Point-per-instance localization data
□ □ □ □ □ □ □
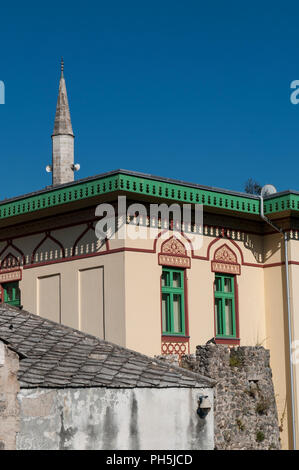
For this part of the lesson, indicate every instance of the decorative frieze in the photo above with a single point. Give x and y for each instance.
(173, 253)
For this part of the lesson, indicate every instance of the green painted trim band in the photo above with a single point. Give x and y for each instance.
(147, 187)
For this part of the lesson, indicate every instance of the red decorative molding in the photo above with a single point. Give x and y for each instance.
(47, 235)
(225, 261)
(11, 245)
(10, 275)
(10, 261)
(173, 253)
(89, 227)
(175, 345)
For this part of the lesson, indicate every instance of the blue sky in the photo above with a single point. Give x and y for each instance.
(193, 90)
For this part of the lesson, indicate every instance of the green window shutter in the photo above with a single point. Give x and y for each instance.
(173, 302)
(225, 312)
(11, 293)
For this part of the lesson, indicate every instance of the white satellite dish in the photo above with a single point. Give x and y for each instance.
(268, 190)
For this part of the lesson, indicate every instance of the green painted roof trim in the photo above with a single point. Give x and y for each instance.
(137, 184)
(281, 203)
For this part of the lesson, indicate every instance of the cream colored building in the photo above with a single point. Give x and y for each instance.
(152, 289)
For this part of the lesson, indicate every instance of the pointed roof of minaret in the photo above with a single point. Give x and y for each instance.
(62, 124)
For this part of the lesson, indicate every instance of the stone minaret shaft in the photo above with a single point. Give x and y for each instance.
(62, 139)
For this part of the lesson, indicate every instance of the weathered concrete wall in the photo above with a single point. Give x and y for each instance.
(244, 408)
(121, 419)
(9, 407)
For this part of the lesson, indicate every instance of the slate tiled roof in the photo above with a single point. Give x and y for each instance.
(60, 357)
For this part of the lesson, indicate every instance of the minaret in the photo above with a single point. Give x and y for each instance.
(62, 139)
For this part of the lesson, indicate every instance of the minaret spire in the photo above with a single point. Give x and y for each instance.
(62, 139)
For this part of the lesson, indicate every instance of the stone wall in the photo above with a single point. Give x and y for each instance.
(245, 413)
(9, 387)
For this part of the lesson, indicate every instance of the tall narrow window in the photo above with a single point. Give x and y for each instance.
(173, 305)
(225, 315)
(11, 293)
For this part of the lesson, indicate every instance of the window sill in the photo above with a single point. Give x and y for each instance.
(231, 341)
(171, 337)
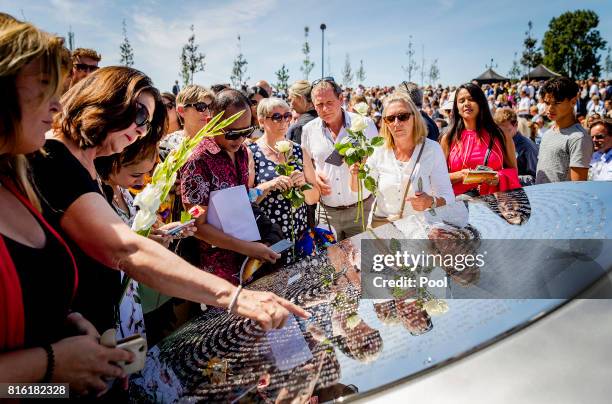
□ □ □ □ □ □ □
About this task: Without the pictures, repeat all the records word for word.

Solution to the exercise:
For this part of the lesson, indicate every instance of the decorative frieze in the photo above with a single point. Give x and y for each instance.
(173, 253)
For this part of the lesson, indicate every instance of the green painted trim band in the photo above with a single point. Give x and y for each instance.
(147, 187)
For this part of the lesson, indicate every instance of the red decorative molding in the photo above with a single point. Give x and y for each instance.
(47, 235)
(225, 261)
(11, 245)
(10, 275)
(10, 261)
(173, 253)
(89, 227)
(175, 345)
For this part of the lesson, indicate every instance of the blue sky in the photo above with a single point. Give x and y for each instance.
(193, 90)
For this part of the lesson, indicate every instance of the green window shutter in the photo above with a single point. Give x and y for each instance.
(173, 302)
(225, 312)
(11, 293)
For this part of the lesson, indicate every instance of the white satellite dish in the photo above with a single point. Give x and y for each instance.
(268, 190)
For this part of the lesson, indicate every instance of the green painted roof trim in the photo above with a single point. Give x and y for each instance.
(137, 184)
(281, 203)
For this part of the lesson, indicate every instance of the cream colored building in the photo above with a single point. Give x and y for each instance.
(152, 289)
For this part of the lesson, indicate every instance of the pointed roof of minaret in the photo above with a single point. Give x and y for each instance.
(62, 124)
For this part of the lesson, indicate every instance of the stone minaret shaft in the photo above with a single point. Give x and y for each instance.
(62, 139)
For this part of the lesson, indicate every instance of the weathered concrete wall in the photo above with a single point. Give x and y for each instance.
(244, 408)
(121, 419)
(9, 407)
For this part of the lesson, indicate every instance of the slate tiled roof in the photo above with a single point. Give x and y for each instance.
(60, 357)
For this part of the lesson, indicate every instance of the minaret in the photo above with a single point. Give x and y for each instance.
(62, 139)
For this part of the lesson, indicate every instance of the minaret spire in the photo above with a single point. Give x and y for each instance.
(62, 139)
For this part of the lesson, indicate every instance of the stone wall in the photo above with a single point. Give x and y for each instance.
(245, 413)
(9, 387)
For this part of the lesson, indicate every instance of the tall narrow window in the photo above with a single point. Give x and y for each instance.
(173, 305)
(225, 315)
(11, 293)
For this part of the lesson, indicate every instance of the window sill in the photo above with a single point. Give x and y for each instance.
(231, 341)
(171, 337)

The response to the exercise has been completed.